**Source document:**
File System in Linux
Today we discussed two common Linux file systems, ext2 and ext3. Ext2 is, in many ways, a very traditional UNIX file system. Ext3 is essentially an extension that uses a journal to allow for faster consistency checking at boot. The journal does, of course, have significant forensics value.To review what we discussed, please check out these materials, please first check out the "generic" introduction to traditional UNIX file systems from my 15-123 class. Then, check out the linked resources for specifics of ext2 and ext3.
A Quick, Generic View of Traditional UNIX File Systems
The operating system maintains two data structures representing the state of open files: the per-process file descriptor table and the system-wide open file table.
When a process calls open(), a new entry is created in the open file table. A pointer to this entry is stored in the process's file descriptor table. The file descriptor table is a simple array of pointers into the open file table. We call the index into the file descriptor table a file descriptor. It is this file descriptor that is returned by open(). When a process accesses a file, it uses the file descriptor to index into the file descriptor table and locate the corresponding entry in the open file table.

**Problems:**
[1] According to the file systems text, what does ext3 use to allow for faster consistency checking at boot?
[2] Please show every line of the records that contains the word "mountain".
The records have no connection to the file systems text.

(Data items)
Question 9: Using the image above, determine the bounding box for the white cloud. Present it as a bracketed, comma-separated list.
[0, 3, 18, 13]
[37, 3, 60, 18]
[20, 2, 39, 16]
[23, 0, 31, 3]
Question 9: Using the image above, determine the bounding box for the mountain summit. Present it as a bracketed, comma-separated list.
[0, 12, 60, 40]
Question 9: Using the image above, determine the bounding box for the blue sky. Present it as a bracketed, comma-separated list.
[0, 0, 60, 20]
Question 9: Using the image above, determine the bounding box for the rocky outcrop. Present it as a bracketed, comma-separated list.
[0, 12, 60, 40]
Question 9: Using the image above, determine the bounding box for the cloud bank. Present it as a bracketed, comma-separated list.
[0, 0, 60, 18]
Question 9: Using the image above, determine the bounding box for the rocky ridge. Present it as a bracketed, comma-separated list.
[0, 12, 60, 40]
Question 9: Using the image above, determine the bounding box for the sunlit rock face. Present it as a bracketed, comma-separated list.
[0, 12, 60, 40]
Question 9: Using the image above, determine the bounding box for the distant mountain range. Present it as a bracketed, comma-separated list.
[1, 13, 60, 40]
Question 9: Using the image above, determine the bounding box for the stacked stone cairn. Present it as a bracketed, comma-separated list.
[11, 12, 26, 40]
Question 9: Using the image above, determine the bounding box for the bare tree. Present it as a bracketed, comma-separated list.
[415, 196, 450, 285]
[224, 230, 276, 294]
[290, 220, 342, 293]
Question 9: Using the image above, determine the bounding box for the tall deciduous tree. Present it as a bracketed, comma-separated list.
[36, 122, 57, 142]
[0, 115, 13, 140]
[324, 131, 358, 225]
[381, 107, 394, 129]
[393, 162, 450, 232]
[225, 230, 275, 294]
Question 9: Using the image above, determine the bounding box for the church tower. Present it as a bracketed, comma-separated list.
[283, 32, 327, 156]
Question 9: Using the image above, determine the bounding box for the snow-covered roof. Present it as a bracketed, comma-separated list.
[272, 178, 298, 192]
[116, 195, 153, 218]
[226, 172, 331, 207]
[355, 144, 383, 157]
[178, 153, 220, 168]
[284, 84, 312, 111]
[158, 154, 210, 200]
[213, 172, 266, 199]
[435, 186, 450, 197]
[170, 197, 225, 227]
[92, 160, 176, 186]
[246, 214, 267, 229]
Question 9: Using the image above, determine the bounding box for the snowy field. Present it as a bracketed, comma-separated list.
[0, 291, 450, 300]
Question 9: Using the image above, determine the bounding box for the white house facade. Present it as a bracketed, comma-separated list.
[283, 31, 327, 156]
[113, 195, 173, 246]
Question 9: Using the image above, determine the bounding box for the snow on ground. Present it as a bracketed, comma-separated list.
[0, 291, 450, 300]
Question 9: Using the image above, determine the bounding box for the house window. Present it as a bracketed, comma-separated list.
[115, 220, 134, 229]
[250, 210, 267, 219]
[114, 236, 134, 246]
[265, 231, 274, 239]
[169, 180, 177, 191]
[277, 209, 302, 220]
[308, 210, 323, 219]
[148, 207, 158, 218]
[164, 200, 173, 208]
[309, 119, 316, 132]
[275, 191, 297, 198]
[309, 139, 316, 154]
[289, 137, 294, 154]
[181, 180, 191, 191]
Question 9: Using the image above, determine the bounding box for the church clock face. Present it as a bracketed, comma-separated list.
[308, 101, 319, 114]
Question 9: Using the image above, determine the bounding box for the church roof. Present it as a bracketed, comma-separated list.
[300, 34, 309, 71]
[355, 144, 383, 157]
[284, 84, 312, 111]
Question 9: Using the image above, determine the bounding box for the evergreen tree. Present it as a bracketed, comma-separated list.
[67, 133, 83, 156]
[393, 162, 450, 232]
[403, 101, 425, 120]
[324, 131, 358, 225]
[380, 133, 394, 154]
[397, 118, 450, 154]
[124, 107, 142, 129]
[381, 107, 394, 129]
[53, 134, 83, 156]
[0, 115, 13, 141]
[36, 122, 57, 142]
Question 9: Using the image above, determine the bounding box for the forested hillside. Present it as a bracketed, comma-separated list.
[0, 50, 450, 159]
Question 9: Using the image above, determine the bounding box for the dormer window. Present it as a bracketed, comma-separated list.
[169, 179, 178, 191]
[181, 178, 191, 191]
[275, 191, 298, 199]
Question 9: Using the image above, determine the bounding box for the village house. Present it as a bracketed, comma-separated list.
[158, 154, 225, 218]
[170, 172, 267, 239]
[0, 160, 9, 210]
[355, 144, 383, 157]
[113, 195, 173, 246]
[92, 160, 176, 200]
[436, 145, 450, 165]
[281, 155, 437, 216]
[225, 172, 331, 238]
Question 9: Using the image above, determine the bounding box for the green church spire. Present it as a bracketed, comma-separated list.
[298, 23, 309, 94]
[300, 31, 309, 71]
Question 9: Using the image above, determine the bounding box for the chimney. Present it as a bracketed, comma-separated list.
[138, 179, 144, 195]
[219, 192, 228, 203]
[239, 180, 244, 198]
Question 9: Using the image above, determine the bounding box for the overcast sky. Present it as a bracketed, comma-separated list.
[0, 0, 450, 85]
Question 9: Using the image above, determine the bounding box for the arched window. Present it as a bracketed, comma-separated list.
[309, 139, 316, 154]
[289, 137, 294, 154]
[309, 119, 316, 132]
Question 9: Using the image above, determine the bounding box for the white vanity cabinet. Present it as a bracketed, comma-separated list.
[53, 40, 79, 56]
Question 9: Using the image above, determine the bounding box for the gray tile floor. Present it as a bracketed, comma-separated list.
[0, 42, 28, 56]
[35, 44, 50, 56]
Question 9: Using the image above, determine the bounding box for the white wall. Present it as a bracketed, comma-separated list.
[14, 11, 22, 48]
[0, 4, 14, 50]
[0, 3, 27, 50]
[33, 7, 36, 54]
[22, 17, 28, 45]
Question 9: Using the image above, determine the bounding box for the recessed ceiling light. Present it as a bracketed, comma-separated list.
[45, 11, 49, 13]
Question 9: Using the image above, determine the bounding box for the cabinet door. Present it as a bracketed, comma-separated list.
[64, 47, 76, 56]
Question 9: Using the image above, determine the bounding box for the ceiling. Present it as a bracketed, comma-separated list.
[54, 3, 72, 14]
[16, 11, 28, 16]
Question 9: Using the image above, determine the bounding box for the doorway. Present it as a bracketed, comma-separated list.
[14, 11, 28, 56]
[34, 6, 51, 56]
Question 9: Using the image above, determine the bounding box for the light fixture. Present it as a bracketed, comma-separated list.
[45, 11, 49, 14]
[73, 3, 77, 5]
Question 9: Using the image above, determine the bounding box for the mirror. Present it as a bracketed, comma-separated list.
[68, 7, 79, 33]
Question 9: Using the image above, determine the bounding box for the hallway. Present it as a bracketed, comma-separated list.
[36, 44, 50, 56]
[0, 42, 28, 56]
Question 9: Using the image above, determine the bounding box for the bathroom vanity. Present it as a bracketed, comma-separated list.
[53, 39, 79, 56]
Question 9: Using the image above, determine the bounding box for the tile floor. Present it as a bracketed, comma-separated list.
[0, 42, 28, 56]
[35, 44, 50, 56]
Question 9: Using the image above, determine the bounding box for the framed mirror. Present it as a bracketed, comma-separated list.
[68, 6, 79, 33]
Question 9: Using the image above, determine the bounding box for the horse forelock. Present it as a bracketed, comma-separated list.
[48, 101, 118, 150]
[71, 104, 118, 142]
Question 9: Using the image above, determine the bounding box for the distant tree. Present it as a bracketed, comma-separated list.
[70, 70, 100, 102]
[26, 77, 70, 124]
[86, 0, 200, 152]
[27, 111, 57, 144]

**Expected outputs:**
[1] A journal.

[2]
Question 9: Using the image above, determine the bounding box for the mountain summit. Present it as a bracketed, comma-separated list.
Question 9: Using the image above, determine the bounding box for the distant mountain range. Present it as a bracketed, comma-separated list.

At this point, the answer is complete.